═════ Dataset records ═════
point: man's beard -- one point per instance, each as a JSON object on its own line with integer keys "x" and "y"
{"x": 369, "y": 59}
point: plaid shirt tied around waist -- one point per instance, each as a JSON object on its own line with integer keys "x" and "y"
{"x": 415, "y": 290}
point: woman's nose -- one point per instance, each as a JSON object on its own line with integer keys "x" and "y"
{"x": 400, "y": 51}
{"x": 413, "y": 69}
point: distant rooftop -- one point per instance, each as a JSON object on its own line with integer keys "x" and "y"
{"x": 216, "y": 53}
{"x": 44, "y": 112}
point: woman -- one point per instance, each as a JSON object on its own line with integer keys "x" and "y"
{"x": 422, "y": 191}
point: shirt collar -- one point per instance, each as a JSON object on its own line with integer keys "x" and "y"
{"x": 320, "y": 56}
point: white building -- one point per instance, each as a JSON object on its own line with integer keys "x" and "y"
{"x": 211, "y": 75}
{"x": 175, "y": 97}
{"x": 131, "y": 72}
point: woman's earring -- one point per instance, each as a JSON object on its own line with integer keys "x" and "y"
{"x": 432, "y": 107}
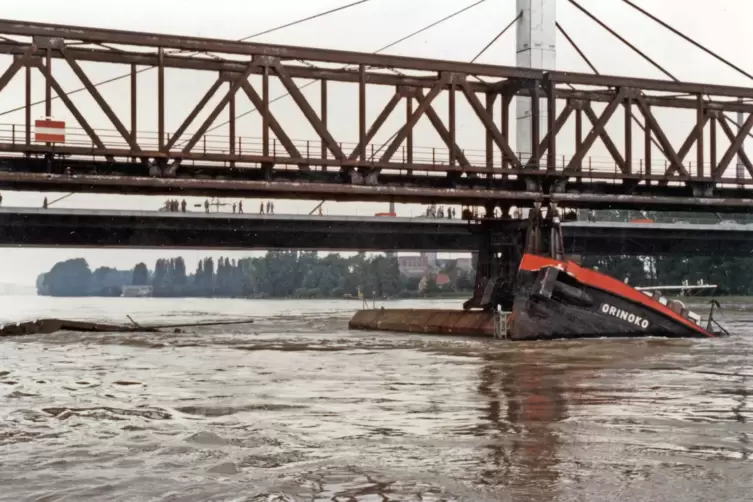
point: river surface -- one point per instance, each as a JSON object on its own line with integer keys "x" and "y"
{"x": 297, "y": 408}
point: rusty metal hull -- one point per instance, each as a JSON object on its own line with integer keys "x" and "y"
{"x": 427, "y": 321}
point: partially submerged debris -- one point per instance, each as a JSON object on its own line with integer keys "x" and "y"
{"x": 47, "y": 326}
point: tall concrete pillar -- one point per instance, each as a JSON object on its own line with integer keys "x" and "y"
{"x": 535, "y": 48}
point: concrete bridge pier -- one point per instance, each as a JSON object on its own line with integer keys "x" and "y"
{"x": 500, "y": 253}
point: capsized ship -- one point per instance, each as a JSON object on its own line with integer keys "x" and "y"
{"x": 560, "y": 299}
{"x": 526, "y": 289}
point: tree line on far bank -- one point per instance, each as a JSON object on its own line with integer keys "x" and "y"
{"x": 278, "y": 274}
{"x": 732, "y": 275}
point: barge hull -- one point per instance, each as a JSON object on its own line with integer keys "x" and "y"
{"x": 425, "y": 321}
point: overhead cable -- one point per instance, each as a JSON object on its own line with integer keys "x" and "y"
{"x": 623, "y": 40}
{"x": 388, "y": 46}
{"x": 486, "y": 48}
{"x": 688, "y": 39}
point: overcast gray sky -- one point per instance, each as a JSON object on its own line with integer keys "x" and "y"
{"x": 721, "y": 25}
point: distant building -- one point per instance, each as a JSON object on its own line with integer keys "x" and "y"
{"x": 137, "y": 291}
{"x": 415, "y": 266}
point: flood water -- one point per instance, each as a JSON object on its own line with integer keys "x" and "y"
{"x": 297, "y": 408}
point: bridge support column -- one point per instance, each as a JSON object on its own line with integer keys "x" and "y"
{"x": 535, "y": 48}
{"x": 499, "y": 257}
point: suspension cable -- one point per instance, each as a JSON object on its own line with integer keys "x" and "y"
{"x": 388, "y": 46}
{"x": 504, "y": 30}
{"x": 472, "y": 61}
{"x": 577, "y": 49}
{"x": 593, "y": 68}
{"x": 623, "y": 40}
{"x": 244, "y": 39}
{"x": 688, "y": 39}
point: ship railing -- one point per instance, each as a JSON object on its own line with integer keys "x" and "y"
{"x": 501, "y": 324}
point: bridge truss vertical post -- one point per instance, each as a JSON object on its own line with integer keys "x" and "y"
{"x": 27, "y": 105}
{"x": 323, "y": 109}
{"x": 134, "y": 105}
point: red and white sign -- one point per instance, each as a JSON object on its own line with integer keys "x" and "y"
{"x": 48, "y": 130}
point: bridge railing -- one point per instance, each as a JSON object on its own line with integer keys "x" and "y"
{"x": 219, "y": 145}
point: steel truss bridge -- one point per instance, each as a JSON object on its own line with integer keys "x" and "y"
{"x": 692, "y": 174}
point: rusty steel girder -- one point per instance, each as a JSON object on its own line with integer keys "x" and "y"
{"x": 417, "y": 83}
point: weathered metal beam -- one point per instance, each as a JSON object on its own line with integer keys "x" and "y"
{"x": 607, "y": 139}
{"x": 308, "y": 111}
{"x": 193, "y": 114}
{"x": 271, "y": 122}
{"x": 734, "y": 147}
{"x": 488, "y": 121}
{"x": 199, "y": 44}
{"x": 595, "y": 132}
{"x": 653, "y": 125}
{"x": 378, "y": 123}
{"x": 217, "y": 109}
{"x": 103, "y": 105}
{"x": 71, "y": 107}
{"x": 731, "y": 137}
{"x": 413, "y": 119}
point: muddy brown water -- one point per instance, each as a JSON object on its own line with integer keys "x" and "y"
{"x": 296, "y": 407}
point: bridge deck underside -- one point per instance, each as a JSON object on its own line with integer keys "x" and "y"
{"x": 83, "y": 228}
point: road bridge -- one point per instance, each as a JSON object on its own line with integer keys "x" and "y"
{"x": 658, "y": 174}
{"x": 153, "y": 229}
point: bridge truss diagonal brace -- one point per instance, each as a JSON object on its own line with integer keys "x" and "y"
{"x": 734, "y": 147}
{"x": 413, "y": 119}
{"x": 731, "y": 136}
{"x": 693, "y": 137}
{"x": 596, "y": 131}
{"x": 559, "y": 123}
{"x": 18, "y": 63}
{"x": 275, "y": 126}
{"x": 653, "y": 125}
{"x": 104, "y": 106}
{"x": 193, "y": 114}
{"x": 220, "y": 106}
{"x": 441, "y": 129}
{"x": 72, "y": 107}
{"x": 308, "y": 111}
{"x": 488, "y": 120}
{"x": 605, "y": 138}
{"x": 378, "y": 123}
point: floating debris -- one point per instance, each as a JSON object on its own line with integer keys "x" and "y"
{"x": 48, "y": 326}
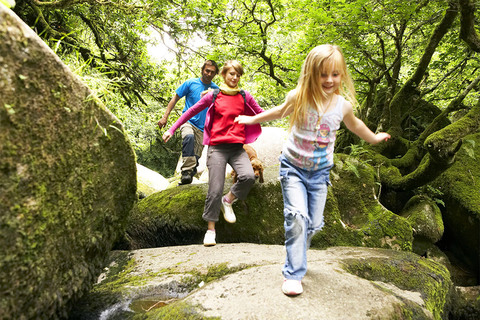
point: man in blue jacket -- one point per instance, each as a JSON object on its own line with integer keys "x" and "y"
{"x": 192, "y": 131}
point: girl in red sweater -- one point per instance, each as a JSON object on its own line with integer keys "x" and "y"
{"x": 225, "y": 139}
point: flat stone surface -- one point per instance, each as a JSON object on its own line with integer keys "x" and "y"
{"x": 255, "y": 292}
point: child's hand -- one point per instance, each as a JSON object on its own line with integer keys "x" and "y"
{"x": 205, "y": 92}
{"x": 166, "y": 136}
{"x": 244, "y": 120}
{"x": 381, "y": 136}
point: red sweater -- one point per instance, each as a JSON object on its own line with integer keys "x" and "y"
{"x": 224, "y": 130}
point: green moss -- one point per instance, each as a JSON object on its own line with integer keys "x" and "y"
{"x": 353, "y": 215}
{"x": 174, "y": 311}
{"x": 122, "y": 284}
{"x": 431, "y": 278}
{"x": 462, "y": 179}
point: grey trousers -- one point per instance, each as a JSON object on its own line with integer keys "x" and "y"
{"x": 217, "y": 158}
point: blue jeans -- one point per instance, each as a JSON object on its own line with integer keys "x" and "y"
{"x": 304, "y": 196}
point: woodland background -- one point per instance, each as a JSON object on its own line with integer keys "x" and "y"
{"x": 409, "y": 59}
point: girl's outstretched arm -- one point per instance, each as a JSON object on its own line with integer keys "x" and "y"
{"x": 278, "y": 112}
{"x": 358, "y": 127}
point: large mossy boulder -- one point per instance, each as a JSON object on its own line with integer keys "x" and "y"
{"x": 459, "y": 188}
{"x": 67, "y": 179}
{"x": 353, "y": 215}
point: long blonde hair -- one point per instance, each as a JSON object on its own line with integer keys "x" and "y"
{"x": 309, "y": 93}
═════
#### Work request
Copy every line of the records exactly as it is written, but not the pictures.

#### Task response
point: man's beard -- one point per instance, each as a JSON object on its own line with integer keys "x" and "y"
{"x": 369, "y": 59}
point: plaid shirt tied around waist -- one point per instance, each as a JSON object on its own line with integer keys "x" and "y"
{"x": 415, "y": 290}
point: woman's nose -- one point per instance, each as a JSON object on its own line with integer keys "x" and "y"
{"x": 400, "y": 51}
{"x": 413, "y": 69}
point: distant rooftop -- one point per instance, each as a JSON object on its own line with integer keys "x" and "y"
{"x": 216, "y": 53}
{"x": 44, "y": 112}
point: woman -- one point per instance, each as a JSON object on its own line with integer keys "x" and "y"
{"x": 422, "y": 191}
point: shirt collar -- one point per instance, each as a JSON object on its own line with integer keys "x" and "y"
{"x": 320, "y": 56}
point: white building -- one point per instance, each as a JSON object on its own line with integer keys "x" and "y"
{"x": 211, "y": 75}
{"x": 175, "y": 97}
{"x": 131, "y": 72}
point: woman's earring -- one point per instance, each as a JSON object on its own line with integer keys "x" and "y"
{"x": 432, "y": 107}
point: river surface -- one point per instance, each as a JSON object on its own line with integer keys "x" and "y"
{"x": 297, "y": 408}
point: rusty metal hull -- one point per instance, each as a JSON object on its own line with integer keys "x" and "y"
{"x": 427, "y": 321}
point: partially submerged debris -- one point per instance, each as a JSON object on its own line with integer keys "x" and "y"
{"x": 47, "y": 326}
point: tall concrete pillar -- one point per instance, each as a JSON object on its own line with integer keys "x" and "y"
{"x": 535, "y": 48}
point: concrete bridge pier -- one point per instance, each as a JSON object on its own line with integer keys "x" and "y"
{"x": 500, "y": 253}
point: capsized ship -- one point per instance, each as a JSON object on its own line with integer keys "x" and "y"
{"x": 560, "y": 299}
{"x": 526, "y": 289}
point: tree line on far bank -- one point per instance, each as a JSON object on its own line with integer keys "x" and "y"
{"x": 278, "y": 274}
{"x": 732, "y": 275}
point: barge hull -- one point per instance, each as a JSON object on its own line with integer keys "x" and "y"
{"x": 425, "y": 321}
point: overhead cable -- one point per instance, each as a JSON object on its own line with integer keys "x" and "y"
{"x": 623, "y": 40}
{"x": 388, "y": 46}
{"x": 486, "y": 48}
{"x": 688, "y": 39}
point: overcast gray sky -- one point per instance, each as a JSON object on its own line with integer keys "x" and "y"
{"x": 721, "y": 25}
point: distant building -- one point per instance, each as a JSON object on its own line with integer keys "x" and "y"
{"x": 137, "y": 291}
{"x": 415, "y": 266}
point: flood water -- one point per instance, each as a JSON object on its own line with integer keys "x" and "y"
{"x": 297, "y": 408}
point: bridge support column -- one point per instance, each as a JSON object on its own line with integer keys "x" and "y"
{"x": 535, "y": 48}
{"x": 499, "y": 257}
point: suspension cable -- one point per instance, each as a JSON object on its own line with integer keys "x" and "y"
{"x": 388, "y": 46}
{"x": 504, "y": 30}
{"x": 472, "y": 61}
{"x": 577, "y": 49}
{"x": 593, "y": 68}
{"x": 623, "y": 40}
{"x": 244, "y": 39}
{"x": 688, "y": 39}
point: ship railing -- one point per instance, each as a JSON object on its own line with integer keys "x" and "y"
{"x": 501, "y": 324}
point: bridge truss vertical post -- one point per instance, each as a JSON object on its own line with integer keys "x" and "y"
{"x": 27, "y": 105}
{"x": 323, "y": 109}
{"x": 134, "y": 105}
point: red and white sign -- one point per instance, each as a JSON object on its own line with integer keys "x" and "y"
{"x": 48, "y": 130}
point: bridge railing -- one point per instance, each as a JSON object on its own line with integer keys "x" and "y"
{"x": 219, "y": 145}
point: steel truss bridge -- one point per instance, each as a JSON object on its own line with integer keys "x" and "y"
{"x": 692, "y": 174}
point: rusty steel girder -- one point per instance, each as a JSON object on its own line with integer keys "x" and "y"
{"x": 417, "y": 83}
point: weathered metal beam -- one point per instance, each as a JSON object on its own line with integer keys "x" and "y"
{"x": 607, "y": 139}
{"x": 308, "y": 111}
{"x": 193, "y": 114}
{"x": 271, "y": 122}
{"x": 734, "y": 147}
{"x": 488, "y": 121}
{"x": 199, "y": 44}
{"x": 595, "y": 132}
{"x": 653, "y": 125}
{"x": 378, "y": 123}
{"x": 217, "y": 109}
{"x": 103, "y": 105}
{"x": 71, "y": 107}
{"x": 731, "y": 137}
{"x": 413, "y": 119}
point: muddy brown water -- one point per instance, each as a JSON object on its own line with integer keys "x" and "y"
{"x": 296, "y": 407}
point: bridge deck underside -- one point per instance, each as a JSON object on its own line with integer keys "x" and "y"
{"x": 83, "y": 228}
point: road bridge -- one point per instance, each as a JSON object on its own line with integer keys "x" and "y"
{"x": 658, "y": 174}
{"x": 153, "y": 229}
point: bridge truss diagonal brace -- one point per instance, each as a JSON object on its own line with integer keys "x" and "y"
{"x": 734, "y": 147}
{"x": 413, "y": 119}
{"x": 731, "y": 136}
{"x": 693, "y": 137}
{"x": 596, "y": 131}
{"x": 559, "y": 123}
{"x": 18, "y": 63}
{"x": 275, "y": 126}
{"x": 653, "y": 125}
{"x": 104, "y": 106}
{"x": 193, "y": 114}
{"x": 220, "y": 106}
{"x": 441, "y": 129}
{"x": 72, "y": 107}
{"x": 308, "y": 111}
{"x": 488, "y": 120}
{"x": 605, "y": 138}
{"x": 378, "y": 123}
point: floating debris -- one point per instance, each as a JSON object on its own line with integer keys "x" and "y"
{"x": 48, "y": 326}
point: man in blue jacket -- one point per instance, each as a JSON object on its own line with integer keys "x" and "y"
{"x": 192, "y": 131}
point: girl in red sweater -- one point per instance, each as a JSON object on its own line with integer keys "x" and "y"
{"x": 225, "y": 139}
point: flat stone surface -- one point per instance, each as a JSON object on its own line with integer keys "x" and "y"
{"x": 255, "y": 292}
point: child's hand -- one point per instance, each as a JSON object on its own line with integer keys "x" and "y"
{"x": 205, "y": 92}
{"x": 166, "y": 136}
{"x": 244, "y": 120}
{"x": 381, "y": 136}
point: red sweater -- one point per instance, each as a JSON object on its own line with integer keys "x" and "y"
{"x": 224, "y": 130}
point: green moss -- one point per instance, each as a JSON object on its own line with integer keys "x" and "y"
{"x": 353, "y": 215}
{"x": 174, "y": 311}
{"x": 122, "y": 284}
{"x": 431, "y": 278}
{"x": 462, "y": 179}
point: grey trousers -- one point per instance, each as a JSON object on its own line with integer keys "x" and "y"
{"x": 217, "y": 158}
point: blue jeans -- one point per instance, each as a JSON object on its own line with integer keys "x" and "y"
{"x": 304, "y": 196}
point: woodland background -- one point per instance, each as a JSON object on its own line with integer keys "x" and "y"
{"x": 409, "y": 59}
point: girl's outstretched arm -- one point per instance, each as a JSON object on its own line with integer keys "x" and "y"
{"x": 278, "y": 112}
{"x": 358, "y": 127}
point: large mossy boulder -- one point per instance, each as a JSON object on its own line with integer keys "x" and "y"
{"x": 459, "y": 188}
{"x": 67, "y": 179}
{"x": 353, "y": 215}
point: long blonde hair -- one point per instance, each as a JSON object on its own line with integer keys "x" and "y"
{"x": 309, "y": 93}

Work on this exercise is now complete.